*** Material provided Section Begins ***

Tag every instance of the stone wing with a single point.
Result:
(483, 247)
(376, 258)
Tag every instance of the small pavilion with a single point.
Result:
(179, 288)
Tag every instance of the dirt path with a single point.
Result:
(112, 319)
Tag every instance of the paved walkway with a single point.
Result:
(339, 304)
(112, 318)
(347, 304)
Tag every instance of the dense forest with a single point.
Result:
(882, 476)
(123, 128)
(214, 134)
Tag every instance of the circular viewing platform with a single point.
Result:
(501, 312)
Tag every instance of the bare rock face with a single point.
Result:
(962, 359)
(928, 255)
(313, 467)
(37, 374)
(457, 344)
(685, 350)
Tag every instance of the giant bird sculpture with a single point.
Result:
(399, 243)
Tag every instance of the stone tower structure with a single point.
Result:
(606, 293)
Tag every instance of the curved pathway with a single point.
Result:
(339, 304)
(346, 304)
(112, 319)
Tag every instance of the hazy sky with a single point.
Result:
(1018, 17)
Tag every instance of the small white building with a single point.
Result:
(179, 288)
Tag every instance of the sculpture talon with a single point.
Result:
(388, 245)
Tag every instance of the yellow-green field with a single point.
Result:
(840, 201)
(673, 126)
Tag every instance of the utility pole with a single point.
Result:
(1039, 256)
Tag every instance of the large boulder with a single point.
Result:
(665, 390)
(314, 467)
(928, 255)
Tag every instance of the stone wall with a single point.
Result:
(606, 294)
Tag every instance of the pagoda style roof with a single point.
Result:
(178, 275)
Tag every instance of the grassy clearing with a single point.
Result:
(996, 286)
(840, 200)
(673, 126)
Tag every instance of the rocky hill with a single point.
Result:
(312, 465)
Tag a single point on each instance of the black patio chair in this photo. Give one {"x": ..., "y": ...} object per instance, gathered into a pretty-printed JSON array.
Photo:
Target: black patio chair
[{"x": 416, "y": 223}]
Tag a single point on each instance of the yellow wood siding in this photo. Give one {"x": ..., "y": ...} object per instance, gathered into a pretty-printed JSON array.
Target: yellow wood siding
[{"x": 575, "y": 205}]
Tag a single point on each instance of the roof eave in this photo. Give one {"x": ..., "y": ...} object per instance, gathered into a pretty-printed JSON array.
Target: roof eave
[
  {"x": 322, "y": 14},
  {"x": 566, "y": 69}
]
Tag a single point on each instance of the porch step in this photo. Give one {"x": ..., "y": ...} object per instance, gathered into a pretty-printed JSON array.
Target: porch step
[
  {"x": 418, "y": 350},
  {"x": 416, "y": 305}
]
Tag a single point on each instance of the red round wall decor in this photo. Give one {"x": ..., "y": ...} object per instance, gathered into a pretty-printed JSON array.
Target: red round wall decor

*** Material provided Section Ends ***

→ **Task instructions**:
Search the records line by line for the word "this" and copy every line where it appears.

→ **Written reply**:
Tag a single point on each instance of the black patio chair in this photo. Give one {"x": ..., "y": ...} object per instance, gathered into a pretty-printed JSON array.
Tag a single point on each instance of the yellow wood siding in this photo. Give one {"x": ..., "y": ...} object per instance, gathered into a pretty-printed JSON array.
Tag a single point on each instance of the roof eave in this photo. Give one {"x": ..., "y": ...} object per instance, gathered into a pretty-printed JSON array.
Tag a single point on each instance of the porch step in this photo. Give one {"x": ..., "y": ...} object per instance, gathered into a pretty-printed JSON array.
Tag a single point on each instance of the red round wall decor in this photo. Give one {"x": ..., "y": ...} object per instance, gathered into a pretty-printed JSON array.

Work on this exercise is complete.